Annotated coordinate records
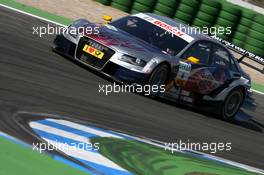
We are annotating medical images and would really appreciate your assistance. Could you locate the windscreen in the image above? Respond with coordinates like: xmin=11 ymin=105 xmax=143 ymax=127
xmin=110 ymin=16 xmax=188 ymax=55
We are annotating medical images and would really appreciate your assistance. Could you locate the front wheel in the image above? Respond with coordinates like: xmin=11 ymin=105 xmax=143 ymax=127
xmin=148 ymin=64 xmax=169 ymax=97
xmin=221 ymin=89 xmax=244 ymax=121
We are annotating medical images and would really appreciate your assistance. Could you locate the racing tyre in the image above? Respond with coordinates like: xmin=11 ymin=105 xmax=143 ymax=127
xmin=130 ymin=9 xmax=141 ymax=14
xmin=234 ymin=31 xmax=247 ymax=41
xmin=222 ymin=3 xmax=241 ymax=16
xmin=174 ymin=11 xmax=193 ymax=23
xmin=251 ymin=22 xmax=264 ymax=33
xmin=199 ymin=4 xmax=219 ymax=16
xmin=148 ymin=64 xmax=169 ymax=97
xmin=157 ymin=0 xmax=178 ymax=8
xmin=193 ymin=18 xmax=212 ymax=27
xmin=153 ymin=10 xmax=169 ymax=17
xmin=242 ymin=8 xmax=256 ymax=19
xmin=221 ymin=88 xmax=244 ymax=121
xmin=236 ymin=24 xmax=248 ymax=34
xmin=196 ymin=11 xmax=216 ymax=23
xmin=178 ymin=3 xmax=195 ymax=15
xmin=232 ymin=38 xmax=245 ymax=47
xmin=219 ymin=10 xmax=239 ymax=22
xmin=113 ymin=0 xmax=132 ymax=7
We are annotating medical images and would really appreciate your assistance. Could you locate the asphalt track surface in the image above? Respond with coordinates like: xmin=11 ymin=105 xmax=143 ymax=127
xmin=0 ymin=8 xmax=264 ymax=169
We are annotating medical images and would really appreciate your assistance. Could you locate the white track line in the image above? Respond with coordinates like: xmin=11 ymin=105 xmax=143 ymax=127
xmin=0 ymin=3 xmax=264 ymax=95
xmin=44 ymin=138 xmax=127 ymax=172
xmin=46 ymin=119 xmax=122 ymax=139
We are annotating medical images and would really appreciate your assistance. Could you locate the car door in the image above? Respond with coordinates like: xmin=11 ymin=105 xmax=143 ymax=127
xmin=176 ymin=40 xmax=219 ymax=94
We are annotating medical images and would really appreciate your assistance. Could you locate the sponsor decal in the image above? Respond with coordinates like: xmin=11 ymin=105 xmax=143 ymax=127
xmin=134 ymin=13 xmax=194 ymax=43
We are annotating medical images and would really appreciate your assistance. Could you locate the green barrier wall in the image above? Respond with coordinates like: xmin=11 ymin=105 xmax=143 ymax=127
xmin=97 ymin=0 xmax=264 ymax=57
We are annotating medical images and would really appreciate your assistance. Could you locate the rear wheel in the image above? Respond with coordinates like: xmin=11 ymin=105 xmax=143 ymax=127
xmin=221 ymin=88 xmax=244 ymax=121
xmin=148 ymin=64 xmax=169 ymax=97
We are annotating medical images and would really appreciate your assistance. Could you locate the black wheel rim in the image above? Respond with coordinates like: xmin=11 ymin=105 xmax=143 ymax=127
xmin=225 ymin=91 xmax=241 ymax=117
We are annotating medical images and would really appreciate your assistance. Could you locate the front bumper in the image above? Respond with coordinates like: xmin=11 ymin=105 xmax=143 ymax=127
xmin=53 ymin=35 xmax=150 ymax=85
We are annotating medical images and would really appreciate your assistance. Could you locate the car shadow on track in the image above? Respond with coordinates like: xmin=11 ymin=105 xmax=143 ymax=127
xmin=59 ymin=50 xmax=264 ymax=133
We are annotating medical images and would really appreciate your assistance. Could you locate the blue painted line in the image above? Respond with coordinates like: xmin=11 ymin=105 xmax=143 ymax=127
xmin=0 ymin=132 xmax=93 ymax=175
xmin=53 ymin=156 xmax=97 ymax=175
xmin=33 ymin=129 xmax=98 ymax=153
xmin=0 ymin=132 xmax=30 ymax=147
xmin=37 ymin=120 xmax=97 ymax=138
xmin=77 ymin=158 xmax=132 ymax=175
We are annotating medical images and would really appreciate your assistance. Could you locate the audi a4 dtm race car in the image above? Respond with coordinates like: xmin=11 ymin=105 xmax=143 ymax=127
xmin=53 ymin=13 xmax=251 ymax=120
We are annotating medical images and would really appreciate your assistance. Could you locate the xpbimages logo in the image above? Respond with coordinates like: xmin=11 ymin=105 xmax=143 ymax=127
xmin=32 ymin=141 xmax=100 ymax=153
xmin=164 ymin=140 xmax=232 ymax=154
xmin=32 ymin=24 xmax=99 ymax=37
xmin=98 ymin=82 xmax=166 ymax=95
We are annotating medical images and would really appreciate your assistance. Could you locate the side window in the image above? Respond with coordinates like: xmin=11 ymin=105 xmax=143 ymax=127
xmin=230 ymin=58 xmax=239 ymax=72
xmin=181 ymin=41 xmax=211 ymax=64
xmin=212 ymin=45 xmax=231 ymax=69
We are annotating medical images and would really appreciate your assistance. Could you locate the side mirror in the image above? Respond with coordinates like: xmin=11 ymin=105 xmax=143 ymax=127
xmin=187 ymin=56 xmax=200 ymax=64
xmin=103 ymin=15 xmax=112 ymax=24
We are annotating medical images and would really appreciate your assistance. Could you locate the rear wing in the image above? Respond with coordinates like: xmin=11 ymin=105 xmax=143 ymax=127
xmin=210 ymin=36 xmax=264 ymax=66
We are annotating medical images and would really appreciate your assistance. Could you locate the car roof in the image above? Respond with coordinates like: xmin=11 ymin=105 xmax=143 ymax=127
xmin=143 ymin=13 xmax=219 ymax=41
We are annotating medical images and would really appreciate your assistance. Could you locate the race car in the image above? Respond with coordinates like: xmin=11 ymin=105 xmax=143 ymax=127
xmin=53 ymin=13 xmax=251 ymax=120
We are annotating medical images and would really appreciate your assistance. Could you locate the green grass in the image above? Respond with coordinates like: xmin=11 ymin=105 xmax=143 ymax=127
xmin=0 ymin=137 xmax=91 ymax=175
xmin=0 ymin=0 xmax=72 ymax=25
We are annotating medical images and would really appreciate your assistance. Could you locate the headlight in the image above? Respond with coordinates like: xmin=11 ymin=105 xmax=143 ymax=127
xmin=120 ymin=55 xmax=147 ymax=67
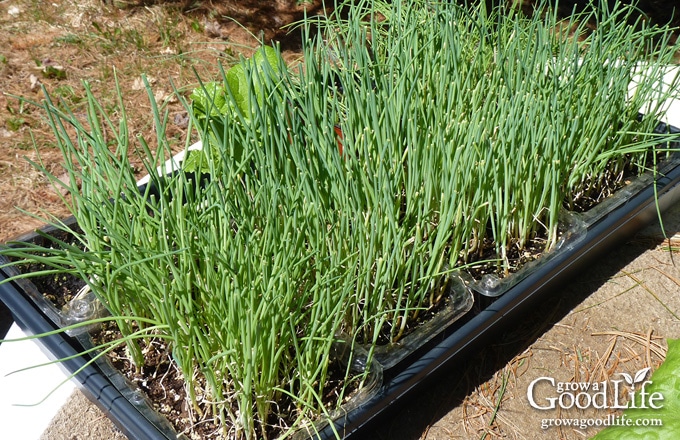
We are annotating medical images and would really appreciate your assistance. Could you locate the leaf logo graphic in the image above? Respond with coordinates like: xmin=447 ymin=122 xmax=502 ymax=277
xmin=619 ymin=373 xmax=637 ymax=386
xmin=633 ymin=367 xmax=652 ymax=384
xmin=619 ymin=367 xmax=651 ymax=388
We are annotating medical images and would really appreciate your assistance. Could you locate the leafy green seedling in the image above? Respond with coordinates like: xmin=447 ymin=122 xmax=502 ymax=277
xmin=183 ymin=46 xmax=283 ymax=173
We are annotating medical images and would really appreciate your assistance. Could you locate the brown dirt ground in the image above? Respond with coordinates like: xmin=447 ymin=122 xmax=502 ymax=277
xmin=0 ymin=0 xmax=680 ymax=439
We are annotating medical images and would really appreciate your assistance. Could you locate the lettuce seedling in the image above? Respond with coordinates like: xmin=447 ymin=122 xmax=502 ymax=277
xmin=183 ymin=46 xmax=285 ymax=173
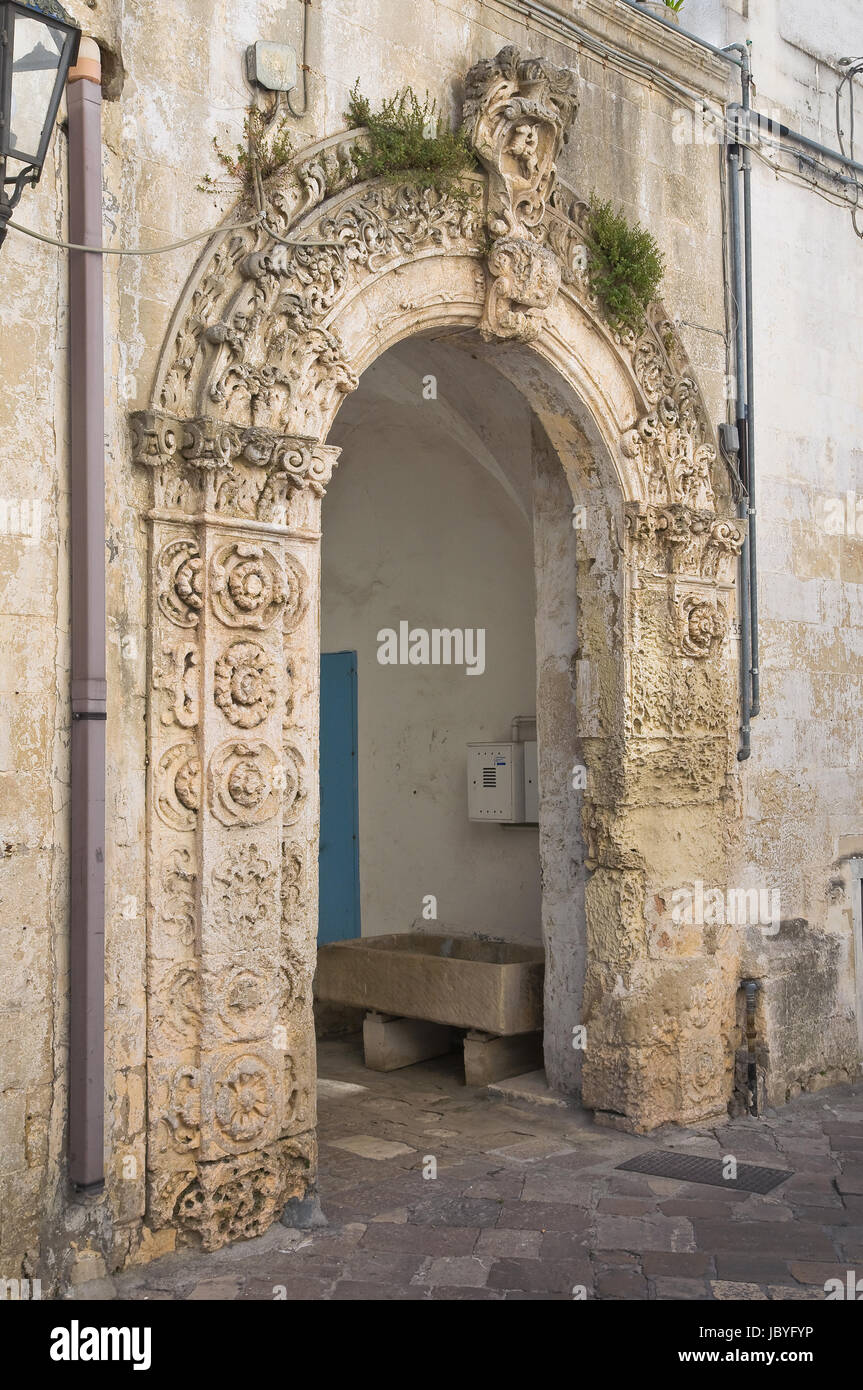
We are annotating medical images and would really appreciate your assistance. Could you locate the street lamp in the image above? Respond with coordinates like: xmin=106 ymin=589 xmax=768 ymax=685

* * *

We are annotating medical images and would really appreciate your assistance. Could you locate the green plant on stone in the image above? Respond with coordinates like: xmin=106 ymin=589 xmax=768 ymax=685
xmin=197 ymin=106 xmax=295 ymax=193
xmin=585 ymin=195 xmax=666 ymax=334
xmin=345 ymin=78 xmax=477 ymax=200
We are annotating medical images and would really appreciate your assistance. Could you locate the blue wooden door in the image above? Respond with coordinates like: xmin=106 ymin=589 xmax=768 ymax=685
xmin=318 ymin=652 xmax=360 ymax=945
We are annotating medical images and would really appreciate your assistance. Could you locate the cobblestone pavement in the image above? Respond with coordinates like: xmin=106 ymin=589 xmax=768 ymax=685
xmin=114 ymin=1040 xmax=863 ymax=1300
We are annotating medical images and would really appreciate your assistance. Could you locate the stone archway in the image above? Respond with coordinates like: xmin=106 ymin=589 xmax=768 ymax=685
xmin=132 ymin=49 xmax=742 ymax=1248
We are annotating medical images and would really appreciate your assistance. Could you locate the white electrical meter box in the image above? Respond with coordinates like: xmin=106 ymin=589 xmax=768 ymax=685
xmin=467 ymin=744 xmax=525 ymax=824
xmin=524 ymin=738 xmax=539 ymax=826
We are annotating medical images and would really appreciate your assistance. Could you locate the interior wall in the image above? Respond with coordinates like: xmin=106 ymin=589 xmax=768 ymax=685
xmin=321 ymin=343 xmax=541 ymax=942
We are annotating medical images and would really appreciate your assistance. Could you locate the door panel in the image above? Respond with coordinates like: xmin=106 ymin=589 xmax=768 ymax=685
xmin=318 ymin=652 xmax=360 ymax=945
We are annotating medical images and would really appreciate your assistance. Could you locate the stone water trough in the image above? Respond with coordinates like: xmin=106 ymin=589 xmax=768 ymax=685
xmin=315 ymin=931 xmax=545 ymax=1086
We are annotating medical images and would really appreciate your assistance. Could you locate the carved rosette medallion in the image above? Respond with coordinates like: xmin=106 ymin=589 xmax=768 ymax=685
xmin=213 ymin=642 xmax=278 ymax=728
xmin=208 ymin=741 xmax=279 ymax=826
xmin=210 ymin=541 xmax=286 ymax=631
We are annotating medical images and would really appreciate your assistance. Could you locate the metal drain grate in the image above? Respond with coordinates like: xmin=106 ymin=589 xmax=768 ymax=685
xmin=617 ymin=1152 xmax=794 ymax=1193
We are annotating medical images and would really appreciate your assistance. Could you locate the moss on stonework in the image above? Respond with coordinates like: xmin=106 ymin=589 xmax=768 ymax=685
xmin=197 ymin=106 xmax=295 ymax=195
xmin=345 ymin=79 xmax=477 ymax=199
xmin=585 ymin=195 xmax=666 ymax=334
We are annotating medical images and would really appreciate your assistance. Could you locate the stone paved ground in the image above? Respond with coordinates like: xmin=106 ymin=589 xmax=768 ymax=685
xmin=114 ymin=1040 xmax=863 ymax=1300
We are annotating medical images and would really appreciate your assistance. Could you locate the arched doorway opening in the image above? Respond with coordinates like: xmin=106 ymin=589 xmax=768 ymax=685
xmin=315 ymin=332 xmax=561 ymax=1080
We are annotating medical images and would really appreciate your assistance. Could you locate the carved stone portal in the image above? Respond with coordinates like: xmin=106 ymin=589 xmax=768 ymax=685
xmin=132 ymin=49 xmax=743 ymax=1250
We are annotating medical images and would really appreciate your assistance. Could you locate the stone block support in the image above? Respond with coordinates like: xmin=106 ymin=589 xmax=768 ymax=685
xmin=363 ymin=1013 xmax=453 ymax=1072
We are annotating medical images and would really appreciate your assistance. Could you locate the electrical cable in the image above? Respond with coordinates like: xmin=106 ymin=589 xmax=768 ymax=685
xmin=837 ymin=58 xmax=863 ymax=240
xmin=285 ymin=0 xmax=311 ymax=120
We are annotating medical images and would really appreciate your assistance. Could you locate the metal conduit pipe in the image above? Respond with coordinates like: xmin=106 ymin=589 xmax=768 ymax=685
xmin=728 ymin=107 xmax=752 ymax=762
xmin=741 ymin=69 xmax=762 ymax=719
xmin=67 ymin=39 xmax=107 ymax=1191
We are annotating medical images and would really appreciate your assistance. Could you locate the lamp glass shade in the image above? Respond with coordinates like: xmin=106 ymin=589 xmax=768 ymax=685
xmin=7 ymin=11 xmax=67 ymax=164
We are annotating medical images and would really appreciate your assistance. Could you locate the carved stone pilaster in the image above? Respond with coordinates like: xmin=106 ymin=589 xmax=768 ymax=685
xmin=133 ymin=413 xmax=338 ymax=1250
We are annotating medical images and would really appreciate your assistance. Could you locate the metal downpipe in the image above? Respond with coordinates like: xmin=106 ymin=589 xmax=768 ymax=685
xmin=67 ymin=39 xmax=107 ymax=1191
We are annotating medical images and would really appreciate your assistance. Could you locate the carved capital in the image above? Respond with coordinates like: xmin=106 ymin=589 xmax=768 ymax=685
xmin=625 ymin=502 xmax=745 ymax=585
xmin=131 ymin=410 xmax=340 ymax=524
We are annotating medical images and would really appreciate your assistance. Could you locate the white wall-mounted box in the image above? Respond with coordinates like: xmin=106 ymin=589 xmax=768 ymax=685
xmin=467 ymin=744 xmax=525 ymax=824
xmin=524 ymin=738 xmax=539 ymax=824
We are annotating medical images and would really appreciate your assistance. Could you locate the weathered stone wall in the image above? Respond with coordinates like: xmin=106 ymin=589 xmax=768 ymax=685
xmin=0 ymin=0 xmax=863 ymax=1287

- STATED TASK
Filter the data above down to whatever contains the string "line", copying each match in full.

- WRITTEN ANSWER
We are annotating medical images and would really appreciate your assistance. Could you locate the white track line in the image above? Respond with coordinates like: xmin=11 ymin=105 xmax=143 ymax=127
We are annotating medical images and would really appreciate your assistance. Could you locate the blue painted line in the image above? Respond with coordinates like: xmin=11 ymin=105 xmax=143 ymax=127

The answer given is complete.